TRECHO ORIGINAL –

* * * *

Aos 52 anos, Carmo diz que por isso mesmo incentiva que outras pessoas se mostrem, normalizem o amor. “Outro dia encontrei o Igor Cosso na academia e disse que o que ele estava fazendo ajudava, salvava muitas pessoas. É sensacional a exposição que o Igor faz ao lado do namorado (Heron Leal), porque faz com que muitos homens iguais não se sintam ‘extraterrestres’. Falei isso para ele, porque não tive ninguém para dizer isso pra mim. As pessoas me falavam o oposto. Então, sinto que preciso fazer isso quase como uma missão”.

E pontua: “Também acho que cada um tem seu tempo, sua história e faz o outing se quiser. Isso deve ser respeitado. Encontrei na minha vida muitos jornalistas que queriam me forçar a fazer o outing de uma maneira muito escrota, persecutória. Queriam que eu galã, casado com o autor, ‘saísse do armário’, porque era a fofoca mais saborosa do momento. E esses mesmos jornalistas hoje, são os que levantam as bandeiras para o gay, o trans, mas na época não se importavam com a quantidade de porradas que eu poderia levar por viver em uma realidade em que eu não podia ser quem eu era. Hoje lido com tudo isso de uma maneira muito tranquila, verdadeira, sem máscaras, mas nem sempre foi assim”.

* * * *

(Registros de uma coleta de dados)

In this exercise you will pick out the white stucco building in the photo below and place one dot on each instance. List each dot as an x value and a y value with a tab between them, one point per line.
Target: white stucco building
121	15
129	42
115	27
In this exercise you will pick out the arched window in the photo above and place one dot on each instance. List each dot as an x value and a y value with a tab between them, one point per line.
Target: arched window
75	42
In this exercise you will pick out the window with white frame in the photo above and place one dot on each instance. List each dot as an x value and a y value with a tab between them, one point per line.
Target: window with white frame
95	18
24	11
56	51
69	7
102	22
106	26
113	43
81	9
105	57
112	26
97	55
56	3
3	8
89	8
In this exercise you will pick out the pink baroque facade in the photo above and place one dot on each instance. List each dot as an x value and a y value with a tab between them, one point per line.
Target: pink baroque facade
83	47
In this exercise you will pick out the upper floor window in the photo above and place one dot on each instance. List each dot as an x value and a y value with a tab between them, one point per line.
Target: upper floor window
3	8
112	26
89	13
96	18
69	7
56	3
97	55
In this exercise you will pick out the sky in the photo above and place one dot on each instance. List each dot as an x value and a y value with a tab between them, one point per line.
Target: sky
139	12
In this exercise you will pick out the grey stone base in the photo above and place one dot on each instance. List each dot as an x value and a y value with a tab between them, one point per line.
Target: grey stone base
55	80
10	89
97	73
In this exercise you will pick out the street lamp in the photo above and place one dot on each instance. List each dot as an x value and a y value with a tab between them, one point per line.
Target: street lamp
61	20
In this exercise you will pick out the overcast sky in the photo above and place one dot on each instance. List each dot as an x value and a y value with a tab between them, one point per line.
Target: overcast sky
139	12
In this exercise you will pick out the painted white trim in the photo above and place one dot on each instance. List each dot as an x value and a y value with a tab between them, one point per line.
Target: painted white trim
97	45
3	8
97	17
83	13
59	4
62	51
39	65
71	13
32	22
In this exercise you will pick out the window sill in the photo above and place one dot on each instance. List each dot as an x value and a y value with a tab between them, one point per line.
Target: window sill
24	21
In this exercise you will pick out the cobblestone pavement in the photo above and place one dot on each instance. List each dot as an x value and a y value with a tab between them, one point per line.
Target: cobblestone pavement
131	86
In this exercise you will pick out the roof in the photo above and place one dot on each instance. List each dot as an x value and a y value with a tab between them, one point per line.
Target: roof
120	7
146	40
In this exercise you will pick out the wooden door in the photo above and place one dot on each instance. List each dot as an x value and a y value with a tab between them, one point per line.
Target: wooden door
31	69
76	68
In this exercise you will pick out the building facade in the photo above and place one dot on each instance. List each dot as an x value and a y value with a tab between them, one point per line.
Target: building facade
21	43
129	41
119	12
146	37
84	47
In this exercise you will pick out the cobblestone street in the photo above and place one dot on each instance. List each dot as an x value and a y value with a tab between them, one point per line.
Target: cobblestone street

* * * *

OBJETIVO 1 –
Responda a estas perguntas sobre o trecho em que Carmo fala de exposição e outing:
(a) Quantos anos Carmo tem?
(b) Em que lugar Carmo encontrou Igor Cosso?
(c) O que muitos jornalistas queriam que Carmo fizesse?
OBJETIVO 2 –
Prossiga com o trecho em que Carmo fala de exposição e outing, a partir da última frase.
Os registros não têm nenhum papel nesta atividade.

RESPOSTA ESPERADA 1 –
(a) 52 anos.
(b) Na academia.
(c) Que fizesse o outing, ou seja, que "saísse do armário".

RESPOSTA ESPERADA 2 –
Pai em construção

O ator revela que gostaria de dar um irmão ou uma irmã para Pedro, de 3 anos.  “Adoraria, mas o João não quer. Diz que já temos um filho sensacional e vai ser muito difícil outro superar isso (risos). Eu toparia”, diz. “Amo ser pai. Antes de me casar com o João não via essa possibilidade da paternidade. O Pedro foi muito pensado e desejado. Viemos morar em uma casa para recebê-lo, um lugar maior, já que o João trabalha em casa, precisamos de espaço com uma criança. Posso dizer que somos pais muito presentes, cuidamos de perto, e temos babás que nos ajudam, uma ótima rede de apoio, somos super privilegiados”.

Carmo Dalla Vecchia e o filho Pedro, de 3 anos: "Teria outro filho"( Foto: Reprodução/ Instagram)

Carmo Dalla Vecchia e o filho Pedro, de 3 anos: “Teria outro filho”( Foto: Reprodução/ Instagram)

Destacando que crianças para se desenvolverem precisam de amor, segurança e autonomia, ele fala sobre a criação do filho. “Pedro vive uma situação afortunada e isso tem reverberado na sua confiança, criatividade, ele se sente muito amado, respeitado, ouvido. O que faz uma criança ficar bem crescendo é principalmente amor e aqui tem muito. Pedro é uma alegria nas nossas vidas. Quando alguém diz assim: “Ah, só fico com pena dele no dia das mães”. Essa pessoa não está preocupada com meu filho, e sim falando do próprio preconceito. Até porque hoje em dia existe o Dia da Família até nas escolas, para qualquer configuração familiar”.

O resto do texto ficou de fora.